- [Task to carry out]: List every line of the listing below that contains the string "branch", treating uppercase and lowercase letters as different.

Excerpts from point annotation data

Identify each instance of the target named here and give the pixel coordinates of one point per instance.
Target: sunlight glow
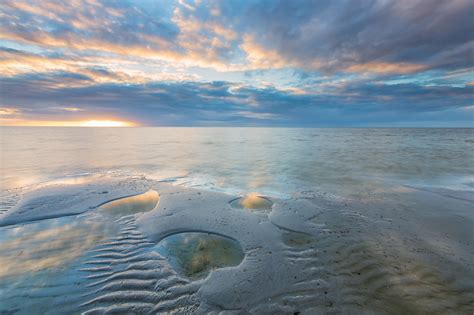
(71, 123)
(106, 123)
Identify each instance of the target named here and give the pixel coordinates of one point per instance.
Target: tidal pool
(195, 254)
(131, 205)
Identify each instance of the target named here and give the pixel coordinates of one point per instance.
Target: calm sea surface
(276, 161)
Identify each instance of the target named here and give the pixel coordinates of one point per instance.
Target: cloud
(232, 62)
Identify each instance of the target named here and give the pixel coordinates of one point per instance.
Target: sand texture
(132, 245)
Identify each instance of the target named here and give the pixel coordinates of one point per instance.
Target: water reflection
(195, 254)
(46, 244)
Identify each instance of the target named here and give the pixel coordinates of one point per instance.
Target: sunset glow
(82, 123)
(212, 63)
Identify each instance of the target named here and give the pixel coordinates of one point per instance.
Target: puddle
(252, 201)
(131, 205)
(195, 254)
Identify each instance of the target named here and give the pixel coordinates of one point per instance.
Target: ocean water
(273, 161)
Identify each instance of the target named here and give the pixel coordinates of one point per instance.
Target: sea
(274, 161)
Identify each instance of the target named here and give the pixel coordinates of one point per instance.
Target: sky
(373, 63)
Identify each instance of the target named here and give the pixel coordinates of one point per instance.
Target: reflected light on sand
(252, 201)
(131, 205)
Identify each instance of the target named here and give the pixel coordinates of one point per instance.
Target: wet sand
(97, 247)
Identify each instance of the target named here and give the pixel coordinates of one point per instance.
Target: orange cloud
(66, 123)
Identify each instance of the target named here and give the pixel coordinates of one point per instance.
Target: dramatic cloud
(277, 63)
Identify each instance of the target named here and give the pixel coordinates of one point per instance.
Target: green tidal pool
(195, 254)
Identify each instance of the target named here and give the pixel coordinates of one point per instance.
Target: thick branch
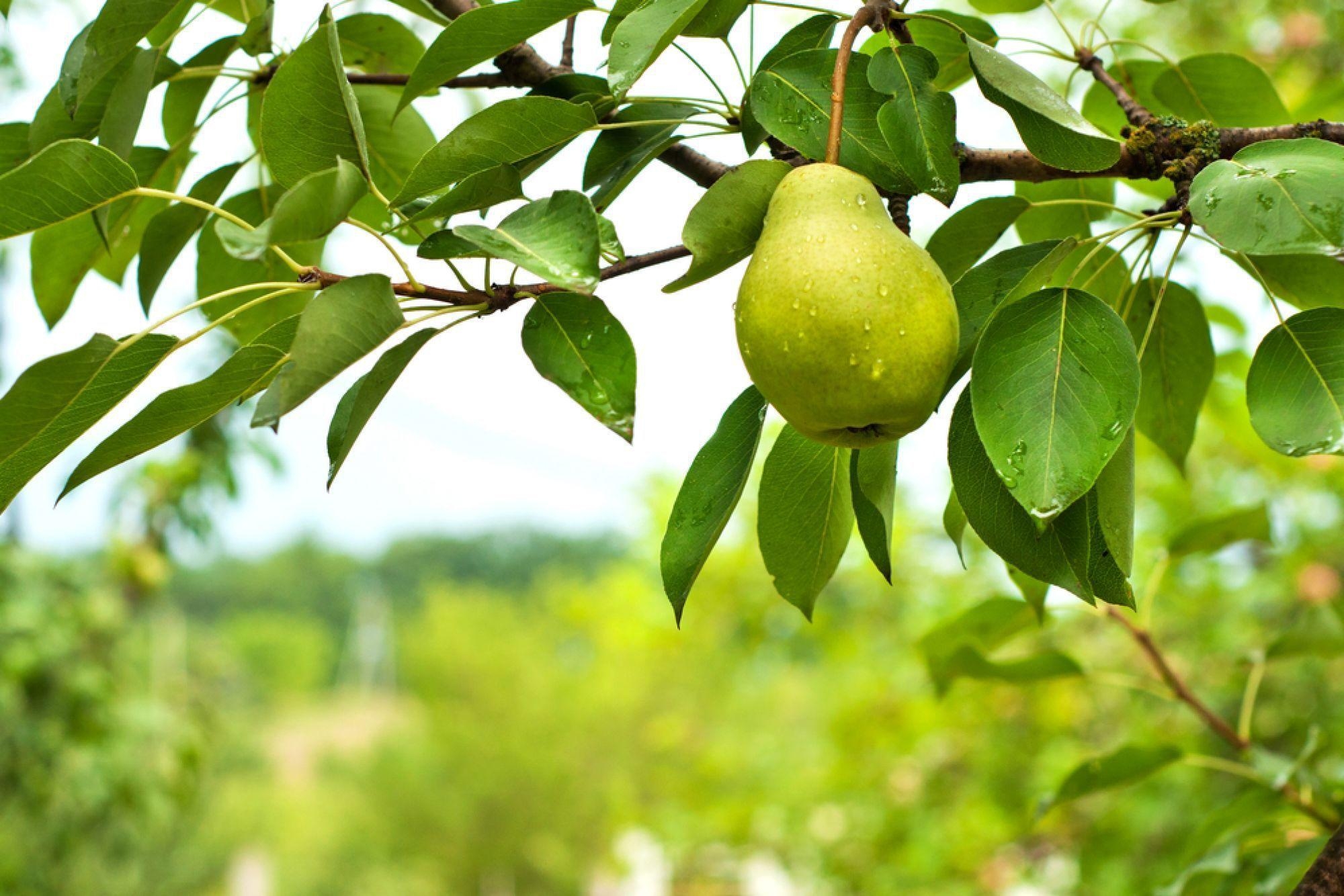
(505, 296)
(1134, 111)
(1326, 877)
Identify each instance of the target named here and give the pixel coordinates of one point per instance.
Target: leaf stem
(200, 204)
(401, 263)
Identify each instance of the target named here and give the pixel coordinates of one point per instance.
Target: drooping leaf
(1217, 533)
(378, 45)
(1224, 88)
(499, 135)
(170, 232)
(482, 34)
(964, 238)
(178, 410)
(127, 104)
(67, 179)
(873, 486)
(642, 38)
(792, 101)
(982, 289)
(557, 238)
(310, 118)
(341, 326)
(576, 343)
(183, 99)
(709, 495)
(1126, 766)
(1275, 198)
(725, 225)
(955, 525)
(1116, 504)
(1177, 367)
(1056, 384)
(619, 156)
(217, 271)
(308, 212)
(1061, 555)
(57, 400)
(804, 517)
(1058, 222)
(1053, 131)
(1295, 388)
(112, 37)
(357, 408)
(920, 122)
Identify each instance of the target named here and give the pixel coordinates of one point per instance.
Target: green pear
(846, 326)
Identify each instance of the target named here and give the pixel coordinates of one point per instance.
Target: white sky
(471, 437)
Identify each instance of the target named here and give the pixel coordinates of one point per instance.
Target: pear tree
(1046, 320)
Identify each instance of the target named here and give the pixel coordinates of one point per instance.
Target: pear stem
(865, 17)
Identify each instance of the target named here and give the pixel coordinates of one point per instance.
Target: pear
(846, 326)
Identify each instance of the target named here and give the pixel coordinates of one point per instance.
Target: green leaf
(964, 238)
(619, 155)
(557, 238)
(341, 326)
(955, 525)
(364, 398)
(1307, 281)
(792, 101)
(725, 225)
(643, 37)
(1177, 369)
(178, 412)
(1053, 131)
(1214, 534)
(378, 45)
(576, 343)
(920, 123)
(1009, 531)
(308, 212)
(64, 181)
(1116, 504)
(958, 648)
(947, 45)
(1126, 766)
(710, 492)
(57, 400)
(114, 36)
(483, 34)
(1224, 88)
(1295, 388)
(986, 287)
(183, 99)
(170, 232)
(873, 486)
(1275, 198)
(310, 118)
(499, 135)
(806, 517)
(482, 190)
(127, 104)
(1056, 384)
(217, 271)
(1058, 222)
(810, 34)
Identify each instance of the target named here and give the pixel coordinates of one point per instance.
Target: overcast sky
(471, 437)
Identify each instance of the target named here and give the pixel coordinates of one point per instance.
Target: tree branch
(1326, 877)
(1134, 111)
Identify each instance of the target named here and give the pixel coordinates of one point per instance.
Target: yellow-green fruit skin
(846, 326)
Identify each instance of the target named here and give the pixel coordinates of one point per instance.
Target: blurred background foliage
(515, 713)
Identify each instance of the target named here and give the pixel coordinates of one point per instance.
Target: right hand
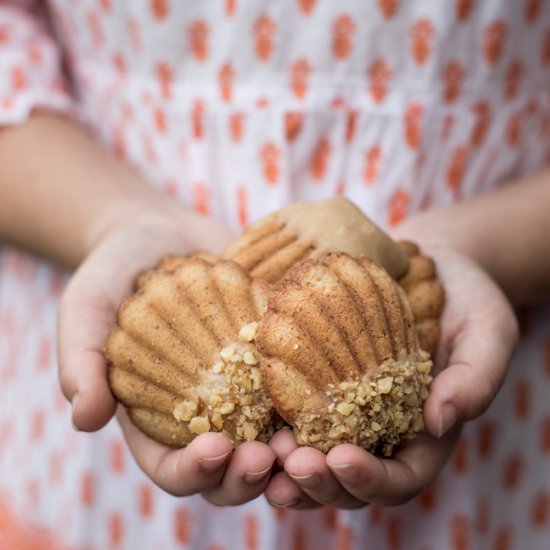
(87, 313)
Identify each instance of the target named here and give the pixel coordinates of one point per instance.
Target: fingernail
(309, 481)
(255, 478)
(347, 472)
(447, 419)
(289, 504)
(74, 403)
(210, 465)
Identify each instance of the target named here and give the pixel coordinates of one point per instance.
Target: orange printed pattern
(242, 206)
(513, 79)
(226, 76)
(320, 159)
(373, 158)
(159, 9)
(343, 29)
(300, 72)
(456, 169)
(293, 125)
(388, 8)
(270, 157)
(422, 35)
(198, 39)
(494, 38)
(483, 116)
(453, 76)
(236, 126)
(378, 76)
(398, 206)
(197, 119)
(307, 6)
(463, 9)
(460, 533)
(201, 195)
(532, 11)
(413, 125)
(165, 77)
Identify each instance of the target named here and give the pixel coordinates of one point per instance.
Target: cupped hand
(87, 313)
(479, 334)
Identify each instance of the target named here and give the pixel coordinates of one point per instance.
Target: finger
(84, 322)
(308, 468)
(181, 472)
(245, 477)
(283, 444)
(391, 481)
(283, 492)
(477, 366)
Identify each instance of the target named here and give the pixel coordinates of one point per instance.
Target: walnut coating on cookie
(274, 244)
(340, 355)
(180, 360)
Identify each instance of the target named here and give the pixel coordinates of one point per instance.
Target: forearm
(60, 191)
(507, 231)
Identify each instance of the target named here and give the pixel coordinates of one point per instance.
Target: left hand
(478, 336)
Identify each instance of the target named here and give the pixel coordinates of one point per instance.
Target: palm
(87, 313)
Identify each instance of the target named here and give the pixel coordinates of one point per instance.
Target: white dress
(238, 107)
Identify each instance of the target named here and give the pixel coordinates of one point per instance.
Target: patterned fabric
(238, 107)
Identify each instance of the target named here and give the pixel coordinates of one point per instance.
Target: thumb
(84, 321)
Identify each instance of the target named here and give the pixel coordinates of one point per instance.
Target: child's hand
(479, 334)
(87, 314)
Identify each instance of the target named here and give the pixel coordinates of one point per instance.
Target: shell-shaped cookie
(170, 262)
(426, 295)
(181, 358)
(340, 355)
(274, 244)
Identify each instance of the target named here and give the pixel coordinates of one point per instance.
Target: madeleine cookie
(274, 244)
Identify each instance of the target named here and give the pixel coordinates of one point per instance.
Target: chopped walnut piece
(199, 425)
(385, 384)
(185, 411)
(227, 353)
(345, 408)
(227, 407)
(248, 332)
(251, 358)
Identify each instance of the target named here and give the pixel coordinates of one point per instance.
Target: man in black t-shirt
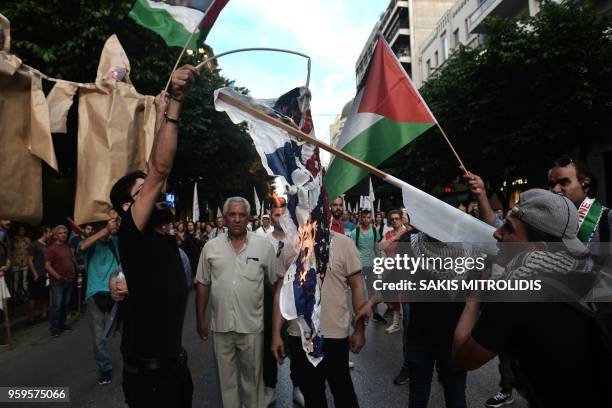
(155, 373)
(555, 348)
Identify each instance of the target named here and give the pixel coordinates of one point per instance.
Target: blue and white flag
(306, 223)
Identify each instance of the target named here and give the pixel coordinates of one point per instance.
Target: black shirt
(154, 311)
(557, 350)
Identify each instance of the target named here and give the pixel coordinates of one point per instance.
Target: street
(39, 360)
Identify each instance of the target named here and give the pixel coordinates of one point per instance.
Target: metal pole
(214, 57)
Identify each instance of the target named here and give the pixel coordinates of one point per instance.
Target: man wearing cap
(572, 179)
(558, 367)
(266, 228)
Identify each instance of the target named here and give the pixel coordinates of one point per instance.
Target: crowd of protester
(138, 266)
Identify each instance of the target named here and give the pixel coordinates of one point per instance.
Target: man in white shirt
(232, 271)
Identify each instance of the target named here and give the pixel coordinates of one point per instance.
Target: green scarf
(589, 213)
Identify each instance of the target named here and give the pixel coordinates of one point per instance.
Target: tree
(538, 87)
(64, 39)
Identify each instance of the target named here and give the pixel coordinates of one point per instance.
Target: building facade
(404, 24)
(452, 29)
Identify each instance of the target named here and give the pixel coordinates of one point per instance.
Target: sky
(332, 32)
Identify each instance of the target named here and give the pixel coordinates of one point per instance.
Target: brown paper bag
(25, 136)
(116, 126)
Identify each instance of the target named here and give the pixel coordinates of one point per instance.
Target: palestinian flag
(175, 20)
(386, 115)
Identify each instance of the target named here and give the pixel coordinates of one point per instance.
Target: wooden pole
(179, 58)
(452, 148)
(300, 135)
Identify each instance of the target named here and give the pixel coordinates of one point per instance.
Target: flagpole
(179, 58)
(301, 135)
(452, 148)
(473, 229)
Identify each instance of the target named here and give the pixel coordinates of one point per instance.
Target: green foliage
(64, 39)
(538, 87)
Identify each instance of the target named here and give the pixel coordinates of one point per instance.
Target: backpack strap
(114, 250)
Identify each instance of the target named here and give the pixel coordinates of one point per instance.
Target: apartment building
(404, 24)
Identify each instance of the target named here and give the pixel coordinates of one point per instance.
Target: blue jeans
(62, 293)
(421, 362)
(98, 321)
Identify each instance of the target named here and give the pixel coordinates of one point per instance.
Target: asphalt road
(39, 360)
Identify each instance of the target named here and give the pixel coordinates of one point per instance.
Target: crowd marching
(138, 267)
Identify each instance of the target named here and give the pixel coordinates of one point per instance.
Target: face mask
(161, 214)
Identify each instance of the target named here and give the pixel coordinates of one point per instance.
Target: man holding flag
(155, 373)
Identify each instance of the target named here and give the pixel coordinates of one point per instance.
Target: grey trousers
(98, 321)
(239, 359)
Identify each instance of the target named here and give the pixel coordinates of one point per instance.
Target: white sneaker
(393, 328)
(269, 396)
(298, 398)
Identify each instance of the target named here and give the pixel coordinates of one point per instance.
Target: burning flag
(306, 223)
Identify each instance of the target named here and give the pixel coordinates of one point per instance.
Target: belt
(135, 365)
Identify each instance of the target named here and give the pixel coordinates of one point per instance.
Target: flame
(306, 235)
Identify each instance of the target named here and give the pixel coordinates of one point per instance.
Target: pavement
(36, 359)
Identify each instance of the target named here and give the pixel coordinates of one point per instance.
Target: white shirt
(264, 232)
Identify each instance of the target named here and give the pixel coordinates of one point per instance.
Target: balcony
(399, 29)
(403, 54)
(495, 8)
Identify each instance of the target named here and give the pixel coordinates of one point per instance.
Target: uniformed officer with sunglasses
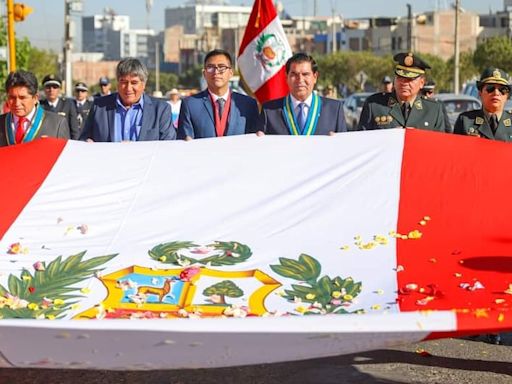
(492, 121)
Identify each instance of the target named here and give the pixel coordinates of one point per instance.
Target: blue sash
(32, 130)
(311, 121)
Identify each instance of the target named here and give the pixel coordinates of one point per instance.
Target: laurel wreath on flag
(227, 253)
(50, 291)
(324, 294)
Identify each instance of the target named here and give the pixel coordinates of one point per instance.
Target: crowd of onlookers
(130, 114)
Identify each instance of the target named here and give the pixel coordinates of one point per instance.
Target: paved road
(452, 361)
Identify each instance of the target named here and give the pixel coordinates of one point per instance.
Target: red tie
(20, 129)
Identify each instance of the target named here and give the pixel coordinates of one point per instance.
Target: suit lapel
(208, 106)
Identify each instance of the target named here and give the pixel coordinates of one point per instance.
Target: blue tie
(300, 117)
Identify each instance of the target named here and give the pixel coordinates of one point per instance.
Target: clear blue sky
(45, 26)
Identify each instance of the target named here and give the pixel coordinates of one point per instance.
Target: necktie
(20, 129)
(300, 117)
(493, 122)
(406, 109)
(220, 103)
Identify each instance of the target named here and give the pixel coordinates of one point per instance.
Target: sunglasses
(504, 90)
(212, 68)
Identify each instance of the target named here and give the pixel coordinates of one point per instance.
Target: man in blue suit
(302, 112)
(217, 111)
(129, 114)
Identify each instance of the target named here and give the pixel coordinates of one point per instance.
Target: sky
(45, 26)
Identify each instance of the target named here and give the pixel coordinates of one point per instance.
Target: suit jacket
(82, 112)
(475, 123)
(65, 107)
(197, 118)
(383, 110)
(53, 125)
(156, 120)
(332, 118)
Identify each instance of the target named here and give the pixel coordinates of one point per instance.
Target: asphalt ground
(444, 361)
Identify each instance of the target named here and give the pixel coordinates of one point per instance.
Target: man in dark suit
(55, 103)
(82, 103)
(129, 114)
(26, 120)
(217, 111)
(492, 121)
(404, 107)
(302, 112)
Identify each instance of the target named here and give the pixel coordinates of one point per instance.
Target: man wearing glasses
(404, 107)
(62, 106)
(217, 111)
(491, 121)
(129, 114)
(82, 103)
(302, 112)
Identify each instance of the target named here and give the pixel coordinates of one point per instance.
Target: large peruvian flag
(264, 52)
(246, 249)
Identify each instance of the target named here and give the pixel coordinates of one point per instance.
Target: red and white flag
(264, 52)
(248, 250)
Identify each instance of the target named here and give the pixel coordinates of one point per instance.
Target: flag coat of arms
(263, 53)
(246, 250)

- [Task result]:
Target: thick branch
Target: tree branch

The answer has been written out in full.